— PROVIDED PASSAGE —
# # # # # # #
Dissenter’s notice: Delivery to stockholders entitled to assert rights;
contents.
1. If a
proposed corporate action creating dissenters’ rights is authorized at a
stockholders’ meeting, the subject corporation shall deliver a written
dissenter’s notice to all stockholders who satisfied the requirements to assert
those rights.
2. The
dissenter’s notice must be sent no later than 10 days after the effectuation of
the corporate action, and must:
(a) State
where the demand for payment must be sent and where and when certificates, if
any, for shares must be deposited;
(b) Inform
the holders of shares not represented by certificates to what extent the
transfer of the shares will be restricted after the demand for payment is
received;
(c) Supply a
form for demanding payment that includes the date of the first announcement to
the news media or to the stockholders of the terms of the proposed action and
requires that the person asserting dissenter’s rights certify whether or not he
acquired beneficial ownership of the shares before that date;
(d) Set a
date by which the subject corporation must receive the demand for payment, which
may not be less than 30 nor more than 60 days after the date the notice is
delivered; and
(e) Be
accompanied by a copy of NRS 92A.300 to 92A.500, inclusive.
92A.440.Demand
for payment and deposit of certificates; retention of rights of
stockholder.
# # # # # # #
— DATASET RECORDS —
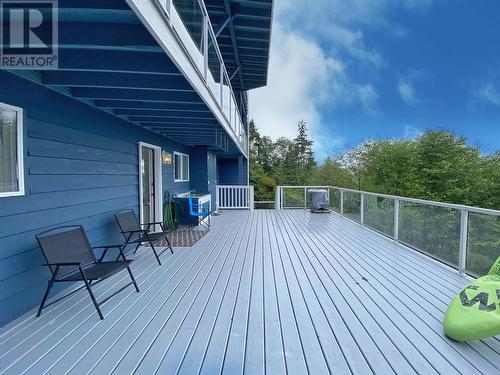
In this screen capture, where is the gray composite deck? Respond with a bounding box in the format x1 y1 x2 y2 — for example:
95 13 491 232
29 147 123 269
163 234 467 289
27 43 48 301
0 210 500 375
# # # # # # #
— DIRECTIONS —
A - Print everything in the dissenter's notice passage from "Dissenter’s notice: Delivery" down to "those rights.".
B - Answer these from the dissenter's notice passage:
(i) How soon after the corporate action takes effect must the notice be sent?
(ii) The date set for receiving the demand for payment must fall within what range of days after the notice is delivered?
(iii) A copy of which sections must accompany the notice?

— ANSWERS FOR THE EXERCISE —
A -
Dissenter’s notice: Delivery to stockholders entitled to assert rights;
contents.
1. If a
proposed corporate action creating dissenters’ rights is authorized at a
stockholders’ meeting, the subject corporation shall deliver a written
dissenter’s notice to all stockholders who satisfied the requirements to assert
those rights.

B -
(i) No later than 10 days after.
(ii) Not less than 30 nor more than 60 days.
(iii) NRS 92A.300 to 92A.500, inclusive.